Source document:
====
We caught up with the brilliant and insightful William Luvaas a few weeks ago and have shared our conversation below.
William, appreciate you joining us today. Can you open up about a risk you’ve taken – what it was like taking that risk, why you took the risk and how it turned out?
For me, as for many novelists, my first big risk was the most significant. Did I dare risk attempting to write a novel? What if I failed? It was like stepping out of a plane hoping your chute opens. I knew I had a good story to tell based on a year I spent living in a crude shelter I built into a giant stump in the Mendocino Coast redwoods, but could I pull it off? Perhaps thirty of us lived on state forest land in teepees, wickiups and tree houses. We saw ourselves not as homeless but as neo-natives: hippies, draft dodgers, nature worshipers, nudists and revolutionaries. It was “Hair” goes “Into The Wild.” Crazy Edward shouted out lines of a play he was writing from his tree house, Red Steve and his stoner crew played bongo drums under the full moon, Jan lived with her kids in a big yellow step van that was a psychedelic dispensary. But our high wasn’t hallucinogens so much as communing with the big trees amidst peace-loving fellow nature lovers. Cin, my future wife (a painter and film maker), moved to the woods with me the very night we met. It was the Sixties, after all, that time of peace, love and revolution. Life was a bit spartan in our tiny shelter, but it was like living in a dream.
====
Data:
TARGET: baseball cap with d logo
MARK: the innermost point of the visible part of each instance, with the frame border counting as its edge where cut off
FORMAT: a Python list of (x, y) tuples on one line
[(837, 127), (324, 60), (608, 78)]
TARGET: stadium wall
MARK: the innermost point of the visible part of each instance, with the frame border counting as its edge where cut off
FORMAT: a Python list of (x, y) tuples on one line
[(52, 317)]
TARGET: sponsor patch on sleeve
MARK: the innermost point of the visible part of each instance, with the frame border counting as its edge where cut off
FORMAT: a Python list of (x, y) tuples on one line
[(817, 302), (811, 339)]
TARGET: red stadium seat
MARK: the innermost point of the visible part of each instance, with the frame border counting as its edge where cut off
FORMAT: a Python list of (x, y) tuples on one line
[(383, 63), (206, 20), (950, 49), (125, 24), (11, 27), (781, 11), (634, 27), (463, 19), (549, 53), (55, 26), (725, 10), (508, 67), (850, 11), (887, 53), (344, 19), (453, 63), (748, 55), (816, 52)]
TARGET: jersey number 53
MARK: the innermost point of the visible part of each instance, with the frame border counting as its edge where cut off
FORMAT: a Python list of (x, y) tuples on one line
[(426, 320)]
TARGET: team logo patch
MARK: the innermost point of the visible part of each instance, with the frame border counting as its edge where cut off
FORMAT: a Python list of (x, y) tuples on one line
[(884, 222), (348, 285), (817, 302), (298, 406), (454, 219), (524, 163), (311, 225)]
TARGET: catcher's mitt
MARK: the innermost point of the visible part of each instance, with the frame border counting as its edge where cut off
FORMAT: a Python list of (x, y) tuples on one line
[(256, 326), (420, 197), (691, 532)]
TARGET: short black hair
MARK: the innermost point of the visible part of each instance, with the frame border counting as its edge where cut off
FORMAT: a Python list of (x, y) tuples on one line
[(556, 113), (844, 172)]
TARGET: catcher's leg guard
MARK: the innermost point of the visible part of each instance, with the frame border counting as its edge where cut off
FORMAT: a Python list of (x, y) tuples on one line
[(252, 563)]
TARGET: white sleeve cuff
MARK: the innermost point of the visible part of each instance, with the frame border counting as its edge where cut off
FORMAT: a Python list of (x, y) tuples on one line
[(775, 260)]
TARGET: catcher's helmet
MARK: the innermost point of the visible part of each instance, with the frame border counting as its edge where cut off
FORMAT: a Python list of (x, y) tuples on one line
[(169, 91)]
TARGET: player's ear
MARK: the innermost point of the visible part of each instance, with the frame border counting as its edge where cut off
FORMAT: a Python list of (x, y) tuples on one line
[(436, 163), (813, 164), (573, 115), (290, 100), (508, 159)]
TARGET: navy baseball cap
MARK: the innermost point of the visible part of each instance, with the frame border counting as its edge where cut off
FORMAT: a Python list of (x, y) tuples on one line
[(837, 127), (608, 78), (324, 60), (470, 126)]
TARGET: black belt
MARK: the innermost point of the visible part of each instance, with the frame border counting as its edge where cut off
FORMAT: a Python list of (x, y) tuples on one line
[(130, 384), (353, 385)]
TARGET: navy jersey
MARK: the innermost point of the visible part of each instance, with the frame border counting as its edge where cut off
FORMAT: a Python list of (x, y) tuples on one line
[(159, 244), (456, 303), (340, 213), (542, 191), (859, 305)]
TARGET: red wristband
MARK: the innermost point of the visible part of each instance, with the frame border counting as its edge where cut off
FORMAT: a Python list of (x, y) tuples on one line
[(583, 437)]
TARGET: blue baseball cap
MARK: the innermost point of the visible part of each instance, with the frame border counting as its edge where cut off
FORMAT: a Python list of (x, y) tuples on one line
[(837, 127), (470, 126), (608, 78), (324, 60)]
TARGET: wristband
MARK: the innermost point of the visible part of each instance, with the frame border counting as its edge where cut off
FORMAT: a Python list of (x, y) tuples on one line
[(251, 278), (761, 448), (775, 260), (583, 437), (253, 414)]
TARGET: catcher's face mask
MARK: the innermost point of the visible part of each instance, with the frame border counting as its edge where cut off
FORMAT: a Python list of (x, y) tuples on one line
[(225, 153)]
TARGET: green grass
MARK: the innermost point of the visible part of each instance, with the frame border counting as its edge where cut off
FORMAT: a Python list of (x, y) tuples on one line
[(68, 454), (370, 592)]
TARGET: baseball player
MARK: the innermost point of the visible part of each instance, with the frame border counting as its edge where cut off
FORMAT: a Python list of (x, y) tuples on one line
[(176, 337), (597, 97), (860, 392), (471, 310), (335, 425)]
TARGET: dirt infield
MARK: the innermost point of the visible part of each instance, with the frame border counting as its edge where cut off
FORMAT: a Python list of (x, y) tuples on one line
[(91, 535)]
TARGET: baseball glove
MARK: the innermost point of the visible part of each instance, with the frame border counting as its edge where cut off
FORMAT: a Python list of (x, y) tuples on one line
====
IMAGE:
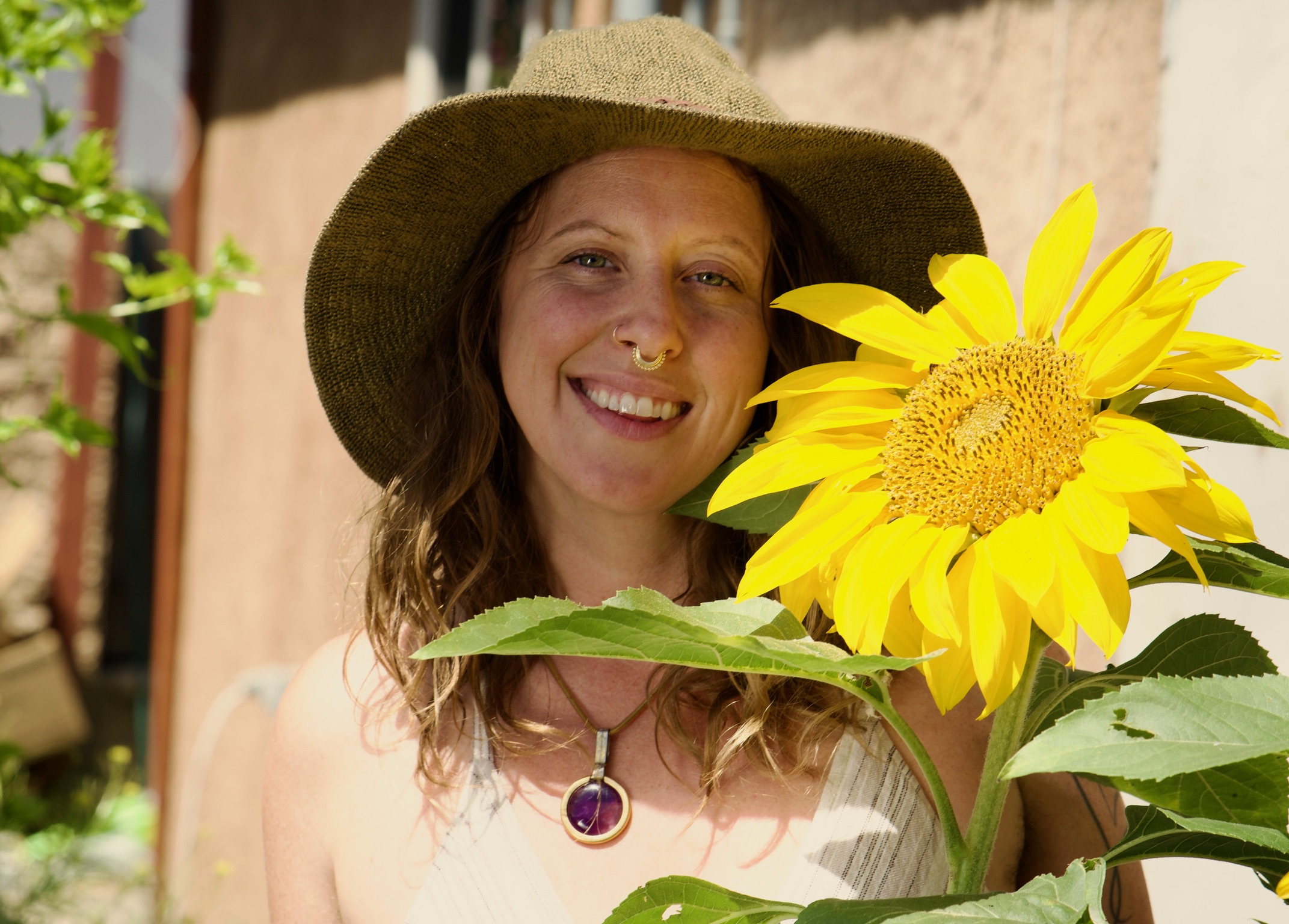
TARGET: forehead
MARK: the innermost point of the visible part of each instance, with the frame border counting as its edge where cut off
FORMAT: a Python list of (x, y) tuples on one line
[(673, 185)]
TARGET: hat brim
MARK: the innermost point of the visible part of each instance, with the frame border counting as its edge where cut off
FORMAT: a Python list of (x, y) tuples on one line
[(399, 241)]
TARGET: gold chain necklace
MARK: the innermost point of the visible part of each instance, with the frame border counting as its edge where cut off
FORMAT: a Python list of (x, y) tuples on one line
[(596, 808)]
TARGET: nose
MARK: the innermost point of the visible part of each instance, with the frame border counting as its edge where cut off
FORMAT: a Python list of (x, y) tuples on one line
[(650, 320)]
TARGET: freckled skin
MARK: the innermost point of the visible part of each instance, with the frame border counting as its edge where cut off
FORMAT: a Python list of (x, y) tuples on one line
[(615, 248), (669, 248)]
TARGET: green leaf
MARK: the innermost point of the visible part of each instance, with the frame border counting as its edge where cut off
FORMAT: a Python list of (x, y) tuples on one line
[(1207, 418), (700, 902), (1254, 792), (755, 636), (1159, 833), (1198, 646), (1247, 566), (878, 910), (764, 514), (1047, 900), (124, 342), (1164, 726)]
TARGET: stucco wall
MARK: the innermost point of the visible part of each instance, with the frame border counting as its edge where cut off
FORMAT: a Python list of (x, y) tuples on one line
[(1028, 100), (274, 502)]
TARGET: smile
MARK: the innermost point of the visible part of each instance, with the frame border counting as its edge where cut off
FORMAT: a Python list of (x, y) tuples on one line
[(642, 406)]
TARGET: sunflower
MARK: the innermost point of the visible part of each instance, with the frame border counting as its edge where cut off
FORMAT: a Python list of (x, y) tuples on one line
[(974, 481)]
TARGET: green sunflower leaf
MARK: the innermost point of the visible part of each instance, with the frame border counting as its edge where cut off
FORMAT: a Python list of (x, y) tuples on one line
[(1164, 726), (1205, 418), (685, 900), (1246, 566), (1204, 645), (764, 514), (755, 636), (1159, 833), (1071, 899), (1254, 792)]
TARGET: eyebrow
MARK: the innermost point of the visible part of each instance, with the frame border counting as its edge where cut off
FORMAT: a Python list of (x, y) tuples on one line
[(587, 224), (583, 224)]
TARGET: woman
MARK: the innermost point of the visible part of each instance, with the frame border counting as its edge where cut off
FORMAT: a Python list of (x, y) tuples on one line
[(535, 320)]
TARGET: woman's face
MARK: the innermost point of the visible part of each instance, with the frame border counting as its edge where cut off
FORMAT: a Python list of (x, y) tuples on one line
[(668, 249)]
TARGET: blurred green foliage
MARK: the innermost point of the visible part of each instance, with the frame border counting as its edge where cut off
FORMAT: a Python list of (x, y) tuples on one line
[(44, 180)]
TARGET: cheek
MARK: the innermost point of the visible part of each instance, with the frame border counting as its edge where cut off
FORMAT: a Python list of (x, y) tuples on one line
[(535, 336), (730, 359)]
====
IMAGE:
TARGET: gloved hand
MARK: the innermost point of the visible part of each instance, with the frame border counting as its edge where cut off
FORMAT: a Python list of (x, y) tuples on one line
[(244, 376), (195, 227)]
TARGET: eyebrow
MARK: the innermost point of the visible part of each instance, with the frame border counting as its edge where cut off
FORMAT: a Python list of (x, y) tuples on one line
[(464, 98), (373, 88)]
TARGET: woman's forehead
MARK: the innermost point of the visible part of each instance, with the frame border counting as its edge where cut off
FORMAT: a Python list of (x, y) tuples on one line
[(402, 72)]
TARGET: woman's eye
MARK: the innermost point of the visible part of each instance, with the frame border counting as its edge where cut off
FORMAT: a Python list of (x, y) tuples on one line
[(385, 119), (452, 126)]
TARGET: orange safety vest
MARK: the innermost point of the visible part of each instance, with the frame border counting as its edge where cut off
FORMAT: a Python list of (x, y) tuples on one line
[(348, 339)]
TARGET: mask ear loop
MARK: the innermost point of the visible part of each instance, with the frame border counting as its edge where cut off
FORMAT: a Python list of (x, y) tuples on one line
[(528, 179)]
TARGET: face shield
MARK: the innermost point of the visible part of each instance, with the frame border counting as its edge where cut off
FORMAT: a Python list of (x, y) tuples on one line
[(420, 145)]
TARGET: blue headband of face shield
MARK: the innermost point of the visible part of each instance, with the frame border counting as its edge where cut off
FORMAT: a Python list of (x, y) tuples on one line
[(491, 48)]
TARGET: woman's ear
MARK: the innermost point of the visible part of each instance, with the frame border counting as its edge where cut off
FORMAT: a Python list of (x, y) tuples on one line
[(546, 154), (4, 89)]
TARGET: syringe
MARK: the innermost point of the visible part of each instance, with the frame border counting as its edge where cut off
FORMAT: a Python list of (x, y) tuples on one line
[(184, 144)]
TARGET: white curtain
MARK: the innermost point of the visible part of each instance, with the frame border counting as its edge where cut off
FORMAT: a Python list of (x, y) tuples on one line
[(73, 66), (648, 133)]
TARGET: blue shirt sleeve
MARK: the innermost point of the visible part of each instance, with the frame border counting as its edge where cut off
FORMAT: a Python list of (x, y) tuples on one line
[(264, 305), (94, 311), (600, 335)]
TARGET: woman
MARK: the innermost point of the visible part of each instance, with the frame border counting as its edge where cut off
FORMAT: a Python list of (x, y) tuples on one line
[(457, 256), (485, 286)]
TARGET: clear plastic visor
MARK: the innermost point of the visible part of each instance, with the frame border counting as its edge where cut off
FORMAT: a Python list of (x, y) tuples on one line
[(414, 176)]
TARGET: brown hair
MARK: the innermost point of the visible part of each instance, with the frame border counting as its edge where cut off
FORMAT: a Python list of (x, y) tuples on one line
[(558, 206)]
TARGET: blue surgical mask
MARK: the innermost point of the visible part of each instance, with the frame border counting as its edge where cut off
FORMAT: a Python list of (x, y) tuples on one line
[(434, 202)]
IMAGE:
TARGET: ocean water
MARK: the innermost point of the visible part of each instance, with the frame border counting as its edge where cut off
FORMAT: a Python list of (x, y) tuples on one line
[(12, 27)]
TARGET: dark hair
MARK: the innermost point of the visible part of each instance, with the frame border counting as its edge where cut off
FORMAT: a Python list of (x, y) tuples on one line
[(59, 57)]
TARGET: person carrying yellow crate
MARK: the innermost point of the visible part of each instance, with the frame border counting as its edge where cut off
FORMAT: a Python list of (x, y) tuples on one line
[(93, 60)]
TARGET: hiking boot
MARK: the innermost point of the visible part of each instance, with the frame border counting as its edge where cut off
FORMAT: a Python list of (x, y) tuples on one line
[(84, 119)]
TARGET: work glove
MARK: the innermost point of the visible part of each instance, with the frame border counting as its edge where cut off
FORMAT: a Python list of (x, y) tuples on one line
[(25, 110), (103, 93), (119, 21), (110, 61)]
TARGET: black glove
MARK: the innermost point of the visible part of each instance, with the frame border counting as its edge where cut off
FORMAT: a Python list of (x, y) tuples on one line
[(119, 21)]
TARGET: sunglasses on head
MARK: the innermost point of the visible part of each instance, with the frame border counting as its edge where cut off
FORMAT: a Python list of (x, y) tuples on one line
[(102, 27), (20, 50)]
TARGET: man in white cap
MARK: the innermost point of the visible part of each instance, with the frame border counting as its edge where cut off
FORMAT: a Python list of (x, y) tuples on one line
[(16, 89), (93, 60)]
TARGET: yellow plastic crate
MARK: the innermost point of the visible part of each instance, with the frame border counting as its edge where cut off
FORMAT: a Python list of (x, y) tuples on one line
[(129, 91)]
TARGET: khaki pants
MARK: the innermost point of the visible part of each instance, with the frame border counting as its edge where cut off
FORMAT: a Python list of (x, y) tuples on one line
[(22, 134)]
====
Task objective:
Copy out the full interview with William Luvaas word for word.

Completed exercise:
We caught up with the brilliant and insightful William Luvaas a few weeks ago and have shared our conversation below.
William, appreciate you joining us today. Can you open up about a risk you’ve taken – what it was like taking that risk, why you took the risk and how it turned out?
For me, as for many novelists, my first big risk was the most significant. Did I dare risk attempting to write a novel? What if I failed? It was like stepping out of a plane hoping your chute opens. I knew I had a good story to tell based on a year I spent living in a crude shelter I built into a giant stump in the Mendocino Coast redwoods, but could I pull it off? Perhaps thirty of us lived on state forest land in teepees, wickiups and tree houses. We saw ourselves not as homeless but as neo-natives: hippies, draft dodgers, nature worshipers, nudists and revolutionaries. It was “Hair” goes “Into The Wild.” Crazy Edward shouted out lines of a play he was writing from his tree house, Red Steve and his stoner crew played bongo drums under the full moon, Jan lived with her kids in a big yellow step van that was a psychedelic dispensary. But our high wasn’t hallucinogens so much as communing with the big trees amidst peace-loving fellow nature lovers. Cin, my future wife (a painter and film maker), moved to the woods with me the very night we met. It was the Sixties, after all, that time of peace, love and revolution. Life was a bit spartan in our tiny shelter, but it was like living in a dream.